- [Your objective]
In the forum thread below about exporting type systems, which types does INCEpTION include when it exports the UIMA type system?

Where did you get the type system from step 6 from (i.e. the one that contains the DKPro Core DocumentMetaData type?

Well, if you have an XMI file that contains a DKPro Core DocumentMetaData annotation, then you'd have to copy that type definition over to the modified type system. You could to this manually or programmatically. Cf. e.g. https://cassis.readthedocs.io/en/latest/_modules/cassis/typesystem.html#merge_typesystems

reckart commented 1 year ago

When exporting the UIMA type system, INCEpTION only exports the types related to the layers defined in the project. If we did not do that, the type system would be spammed by tons of DKPro Core types (such as the one you are missing) and the type system file would be considerably larger. INCEpTION does not use most of the DKPro Core types though.

We could introduce a second export option to export a full UIMA type system that includes all types INCEpTION knows about - even the ones that it does't use.

giuliabaldini commented 1 year ago

Where did you get the type system from step 6 from (i.e. the one that contains the DKPro Core DocumentMetaData type?

image I just exported this from the document view. If you press that, you can choose the format, and if you select CAS you get a TypeSystem.xml and the actual file.

Well, if you have an XMI file that contains a DKPro Core DocumentMetaData annotation, then you'd have to copy that type definition over to the modified type system. You could to this manually or programmatically. Cf. e.g.

Yes, this would definitely be an option, and it would happen after we have downloaded the annotated documents. I was just wondering why the other TypeSystem did not have all the types.

When exporting the UIMA type system, INCEpTION only exports the types related to the layers defined in the project. If we did not do that, the type system would be spammed by tons of DKPro Core types (such as the one you are missing) and the type system file would be considerably larger. INCEpTION does not use most of the DKPro Core types though.

We could introduce a second export option to export a full UIMA type system that includes all types INCEpTION knows about - even the ones that it does't use.

- [Given information]

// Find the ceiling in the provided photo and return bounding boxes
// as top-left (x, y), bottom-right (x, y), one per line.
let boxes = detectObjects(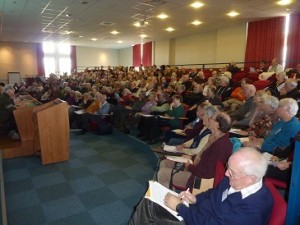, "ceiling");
top-left (0, 0), bottom-right (300, 49)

- [Solution for this task]
Only the types related to the layers defined in the project.